··· EXCERPTED PASSAGE

Cinema Salem is an independent three-screen movie theater in Salem, Mass.

Cinema Salem first opened in 2006. Prior to that, a succession of other cinemas occupied the same space. Many North Shore folks recall seeing movies here over the years -- from blockbusters to arthouse fare to cheapo dollar-a-ticket shows.

In March 2020 Cinema Salem closed its doors amid the COVID-19 pandemic. Fourteen months later, the cinema is reopening on Friday, June 4 under new leadership with a new vision. We’re eager to get back to showing the kind of movies you've always enjoyed here. We'll also be presenting exciting discoveries from cinema's rich history and more recent gems off the beaten path. In addition, we look forward to an expanded menu of live performances and events as COVID concerns ease.
And speaking of COVID, we are continuing precautions for the time being. Find details on our COVID protocols page.

Cinema Salem is a registered trade name of Gerdine-Strauss LLC.


Shanna Langevin / Manager Emerita

Shanna managed Cinema Salem for a number of years prior to its 2020 closing. While she expects to pursue new opportunities in the longer term, she has kindly jumped in to help the new team get things going again, and she's been terrific. When we asked her what title she should have now, she replied, "Lady Awesome." That seems about right, and we'll go with it.

Jonathan Kieran / Film Curation and Programming

Born and raised in Danvers, Jon joins Cinema Salem after nearly a decade in New Orleans, where he earned a Master of Fine Arts degree in film. He began working at the New Orleans Film Festival in 2011 and grew with NOFF’s programming team through a period of unprecedented expansion, helping craft the festival’s yearly slate of around 200 films out of a pool of thousands of entries. During that time, NOFF was listed on MovieMaker’s list of 50 Film Festivals Worth the Entry Fee for nine consecutive years, as well as making frequent appearances on their über-exclusive list of The 25 Coolest Film Festivals in the World. NOFF’s programming has been noteworthy for its commitment to diversity: each of the last several festival slates has come from more than 35% creators of color and 50% or more from women or gender non-conforming creators.

Even after ten years away, the North Shore still feels most like home. Jon is excited to be returning and looking forward to spreading film culture in Salem and beyond.

Peter Horne / Operations Management

Peter started working at Cinema Salem when it first opened in 2006, and he's been around ever since. Peter grew up in this area and saw movies here when the place was part of the Patriot Cinemas chain. After studying film in college, he was happy to land a job at his old haunt and worked his way up to general manager. Among many other valuable roles, he is our institutional memory. We're grateful he wants to continue in his position.

Peter studied film at Keene State College and has pursued interests in screenwriting and production. He now serves on the selection committee for Salem Film Fest.


John Andrews

John is the founder of Creative Collective, Creative North Shore, and John Andrews Photography. A leader in innovative approaches to economic development, John is a community treasure. The Essex Media Group named him 2020 Person of the Year, recognizing his tireless efforts supporting and connecting the creative workforce and small businesses during the pandemic.

······
··· DATASET CONTENT

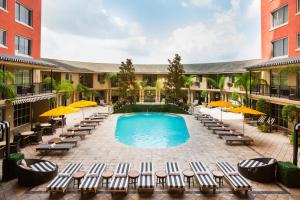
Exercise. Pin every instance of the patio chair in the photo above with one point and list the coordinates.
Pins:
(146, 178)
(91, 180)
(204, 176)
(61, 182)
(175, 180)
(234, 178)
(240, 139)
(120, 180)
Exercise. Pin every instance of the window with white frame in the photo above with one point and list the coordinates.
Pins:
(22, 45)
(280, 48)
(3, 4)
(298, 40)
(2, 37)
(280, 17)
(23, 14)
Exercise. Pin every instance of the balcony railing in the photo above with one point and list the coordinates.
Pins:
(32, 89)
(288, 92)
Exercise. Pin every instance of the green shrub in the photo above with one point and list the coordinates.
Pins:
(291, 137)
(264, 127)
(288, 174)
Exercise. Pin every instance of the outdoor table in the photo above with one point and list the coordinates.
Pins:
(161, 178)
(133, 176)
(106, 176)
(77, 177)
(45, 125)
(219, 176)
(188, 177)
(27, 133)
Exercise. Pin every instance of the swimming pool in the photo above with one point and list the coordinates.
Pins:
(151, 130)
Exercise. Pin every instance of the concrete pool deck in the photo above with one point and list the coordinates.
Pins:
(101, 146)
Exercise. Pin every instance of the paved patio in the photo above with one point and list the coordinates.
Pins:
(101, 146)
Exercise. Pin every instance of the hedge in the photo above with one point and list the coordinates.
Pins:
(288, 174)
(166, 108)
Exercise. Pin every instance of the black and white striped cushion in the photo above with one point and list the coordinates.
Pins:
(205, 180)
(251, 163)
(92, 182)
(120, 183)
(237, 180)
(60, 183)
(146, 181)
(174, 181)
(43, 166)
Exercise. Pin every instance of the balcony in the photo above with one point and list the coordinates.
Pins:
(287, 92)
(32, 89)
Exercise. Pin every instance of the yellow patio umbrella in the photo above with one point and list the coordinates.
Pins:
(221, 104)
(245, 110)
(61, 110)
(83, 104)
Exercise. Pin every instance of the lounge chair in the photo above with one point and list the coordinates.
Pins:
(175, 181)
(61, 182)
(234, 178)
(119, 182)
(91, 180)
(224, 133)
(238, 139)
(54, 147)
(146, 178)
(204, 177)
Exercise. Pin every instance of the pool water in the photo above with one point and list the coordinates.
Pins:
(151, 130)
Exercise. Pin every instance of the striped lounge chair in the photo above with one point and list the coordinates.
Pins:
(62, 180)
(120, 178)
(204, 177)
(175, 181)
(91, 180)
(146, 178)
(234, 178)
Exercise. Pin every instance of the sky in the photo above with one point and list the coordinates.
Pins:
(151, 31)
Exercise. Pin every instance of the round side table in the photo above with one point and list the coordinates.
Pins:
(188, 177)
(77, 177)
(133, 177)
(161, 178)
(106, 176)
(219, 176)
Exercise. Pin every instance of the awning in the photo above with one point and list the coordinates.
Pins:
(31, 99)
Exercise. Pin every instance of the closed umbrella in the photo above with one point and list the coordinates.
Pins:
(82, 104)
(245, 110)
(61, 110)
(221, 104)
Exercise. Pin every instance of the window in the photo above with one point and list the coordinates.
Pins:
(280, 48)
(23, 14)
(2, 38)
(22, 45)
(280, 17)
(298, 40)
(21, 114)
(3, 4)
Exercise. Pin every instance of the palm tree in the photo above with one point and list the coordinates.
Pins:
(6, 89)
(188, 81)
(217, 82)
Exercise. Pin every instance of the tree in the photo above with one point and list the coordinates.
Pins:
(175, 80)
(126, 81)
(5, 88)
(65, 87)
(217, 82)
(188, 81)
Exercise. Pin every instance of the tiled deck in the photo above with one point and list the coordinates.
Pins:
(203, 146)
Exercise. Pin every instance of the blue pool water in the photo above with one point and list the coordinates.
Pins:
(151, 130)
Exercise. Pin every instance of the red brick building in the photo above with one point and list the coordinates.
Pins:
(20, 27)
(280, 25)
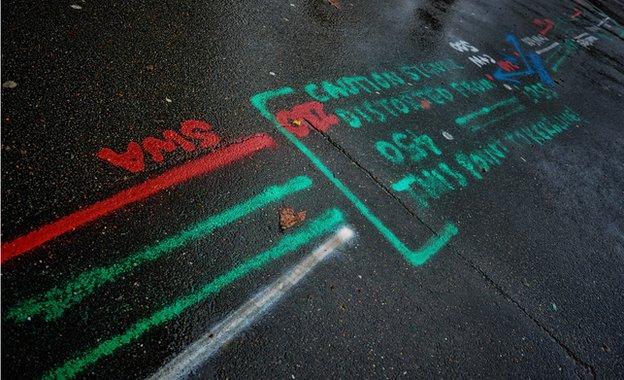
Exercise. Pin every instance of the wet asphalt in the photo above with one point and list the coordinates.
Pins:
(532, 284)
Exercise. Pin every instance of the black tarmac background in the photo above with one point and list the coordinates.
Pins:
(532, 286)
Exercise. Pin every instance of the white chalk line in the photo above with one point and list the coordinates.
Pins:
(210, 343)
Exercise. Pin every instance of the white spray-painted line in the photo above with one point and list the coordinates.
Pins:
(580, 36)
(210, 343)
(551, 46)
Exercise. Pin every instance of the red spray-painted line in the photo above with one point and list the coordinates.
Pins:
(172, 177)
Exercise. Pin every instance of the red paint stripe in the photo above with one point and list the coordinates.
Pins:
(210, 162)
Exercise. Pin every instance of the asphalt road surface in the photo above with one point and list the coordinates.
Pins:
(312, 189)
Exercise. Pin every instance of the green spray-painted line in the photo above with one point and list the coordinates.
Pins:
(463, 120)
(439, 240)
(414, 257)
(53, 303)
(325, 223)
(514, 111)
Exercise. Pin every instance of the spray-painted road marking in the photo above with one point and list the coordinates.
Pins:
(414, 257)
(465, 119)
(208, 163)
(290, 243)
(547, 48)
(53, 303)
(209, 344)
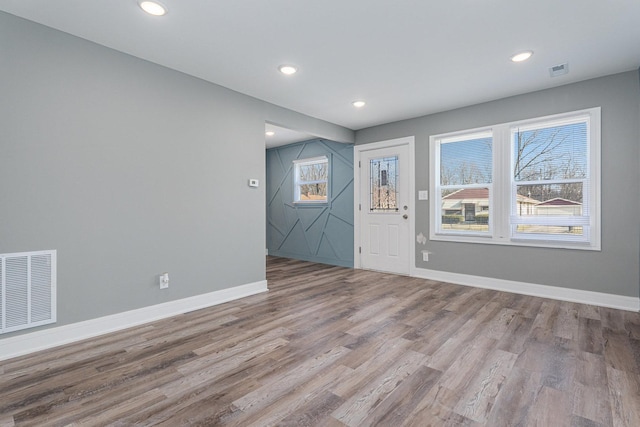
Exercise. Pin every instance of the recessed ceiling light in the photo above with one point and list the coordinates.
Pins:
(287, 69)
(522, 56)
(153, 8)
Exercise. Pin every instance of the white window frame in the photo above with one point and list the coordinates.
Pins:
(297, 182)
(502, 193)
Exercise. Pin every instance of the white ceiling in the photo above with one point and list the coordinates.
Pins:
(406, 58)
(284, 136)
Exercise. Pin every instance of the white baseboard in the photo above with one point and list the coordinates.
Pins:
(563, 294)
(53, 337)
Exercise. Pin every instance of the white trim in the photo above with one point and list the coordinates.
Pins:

······

# INSTRUCTIONS TO FOLLOW
Translate this sentence from the Cinema Salem page into Spanish: "Prior to that, a succession of other cinemas occupied the same space." Rely only on the Cinema Salem page.

# WRITTEN SOLUTION
Antes de eso, una sucesión de otros cines ocupó el mismo espacio.